## What to do
1 - According to the article about Derek Jeter's broken ankle, why was it a relief to see him healthy at spring training?
2 - Repeat word for word the part of the article about Derek Jeter's broken ankle that begins at the words "Watching Jeter age" and stops after "from our heads.".

## Reading passage
======

Yesterday at Yankees spring training in Tampa, Derek Jeter made his first appearance before reporters since that gruesome, demoralizing broken ankle in the American League Championship Series last October. Jeter is more important to the Yankees this season than he probably should be — he’s turning 39 years old in June and the Yankees sort of desperately need him to play 150 games at shortstop and probably lead the league in hits again — so it was a relief to see him healthy and slim (no Derek Eater here) and ready to go. But don’t get the impression that Jeter is happy.
Jeter said he expects his ankle to be fine and dandy and ready to go for the opening day game against Boston on April 1 — it stinks, by the way, that the Yankees are opening with the Red Sox; we always like working our way up to those games — and that he’s going to be careful with it for the next couple of weeks while the bone finishes up its healing. But the main takeaway from Jeter’s chat was just how awful his winter was. Nobody put it better than Andrew Marchand at ESPN New York.
“The captain known for being photographed by the paparazzi in exotic locations with his famous girlfriends in the offseason was confined to his home and had to learn to walk again,” Marchand writes. Turns out, Jeter, because his ankle was immobilized after the surgery, had to basically sit on his couch for five to six weeks. Marchand’s description of this is sort of wonderful:
Recovering from his broken left ankle, Derek Jeter spent the winter cruising around his 30,000-square foot mansion on a scooter.
That sounds less “Jeter recovering from surgery” than “Howard Hughes bottling urine.” (We can’t help but wonder if Jeter ever looked like he did when filming his cameo in the Will Ferrell comedy The Other Guys.) Also: That 30,000-square-foot mansion? It’s in Tampa. (Well, Davis Island in Tampa.) Now, we know that Florida famously has no state tax (making it the primary destination for off-season athletes), but come on, Derek: You make your full-time home in Tampa? Joe DiMaggio lived in San Francisco in the off-season; Mickey Mantle at least went home to Oklahoma in his downtime. A-Rod should be in Florida; ride your scooter around St. Barts or something.
Watching Jeter age — even at the slow rate he’s been doing it — has been disconcerting for any Yankees fan, but the idea of the Captain putt-putting around an empty mansion in Tampa, ordering Domino’s Pizza (but only before 9 p.m., when everything in town closes), watching Cinemax, is thoroughly depressing in ways we don’t even want to explore further. Jeez, get back on the field, Derek. We want the image wiped from our heads.

======

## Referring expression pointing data
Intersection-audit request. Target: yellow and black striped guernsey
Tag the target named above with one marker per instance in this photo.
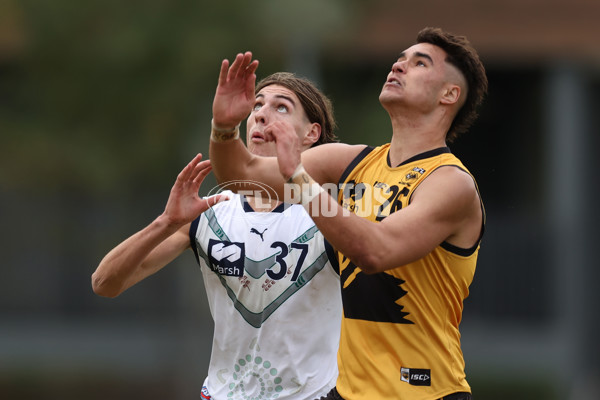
(400, 336)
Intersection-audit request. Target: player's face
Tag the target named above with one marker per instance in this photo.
(273, 103)
(416, 79)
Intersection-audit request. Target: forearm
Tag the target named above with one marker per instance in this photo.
(134, 259)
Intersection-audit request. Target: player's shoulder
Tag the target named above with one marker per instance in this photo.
(327, 162)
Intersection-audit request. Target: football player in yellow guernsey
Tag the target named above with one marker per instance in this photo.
(406, 221)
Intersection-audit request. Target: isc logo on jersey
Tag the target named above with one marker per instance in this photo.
(226, 258)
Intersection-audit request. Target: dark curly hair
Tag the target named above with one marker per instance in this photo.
(463, 56)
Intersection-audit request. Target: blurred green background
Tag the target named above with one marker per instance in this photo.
(103, 102)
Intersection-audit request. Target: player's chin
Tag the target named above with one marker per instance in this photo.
(262, 148)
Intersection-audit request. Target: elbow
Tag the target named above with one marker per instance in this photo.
(369, 261)
(102, 287)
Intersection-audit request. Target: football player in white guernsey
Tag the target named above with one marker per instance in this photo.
(273, 293)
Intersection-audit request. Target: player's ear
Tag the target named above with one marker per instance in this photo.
(313, 135)
(451, 95)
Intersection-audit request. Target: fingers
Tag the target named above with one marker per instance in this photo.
(242, 67)
(223, 72)
(201, 170)
(188, 170)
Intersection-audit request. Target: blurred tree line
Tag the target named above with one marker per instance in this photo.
(101, 95)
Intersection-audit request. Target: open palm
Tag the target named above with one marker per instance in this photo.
(184, 203)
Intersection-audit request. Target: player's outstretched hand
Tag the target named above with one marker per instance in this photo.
(184, 204)
(234, 97)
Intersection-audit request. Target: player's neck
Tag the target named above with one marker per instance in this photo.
(412, 136)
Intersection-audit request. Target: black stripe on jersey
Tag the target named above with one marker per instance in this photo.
(450, 247)
(373, 297)
(355, 162)
(192, 233)
(421, 156)
(332, 256)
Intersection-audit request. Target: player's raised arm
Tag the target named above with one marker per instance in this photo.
(233, 102)
(150, 249)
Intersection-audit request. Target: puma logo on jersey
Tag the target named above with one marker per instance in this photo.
(226, 258)
(253, 230)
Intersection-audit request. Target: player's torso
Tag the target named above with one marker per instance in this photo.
(275, 300)
(399, 315)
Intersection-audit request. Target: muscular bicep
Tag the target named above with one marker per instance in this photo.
(445, 207)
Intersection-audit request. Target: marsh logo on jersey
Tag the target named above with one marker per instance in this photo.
(226, 258)
(416, 377)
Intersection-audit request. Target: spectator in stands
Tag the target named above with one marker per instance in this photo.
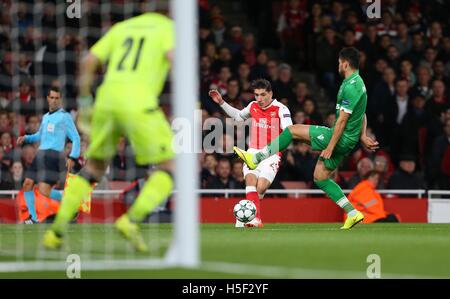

======

## Your written answers
1 - The article says Jeter is more important to the Yankees this season than he probably should be. He turns 39 in June, and the team badly needs him to play 150 games at shortstop and probably lead the league in hits again. So seeing him healthy, slim and ready to go was a relief.

2 -
Watching Jeter age — even at the slow rate he’s been doing it — has been disconcerting for any Yankees fan, but the idea of the Captain putt-putting around an empty mansion in Tampa, ordering Domino’s Pizza (but only before 9 p.m., when everything in town closes), watching Cinemax, is thoroughly depressing in ways we don’t even want to explore further. Jeez, get back on the field, Derek. We want the image wiped from our heads.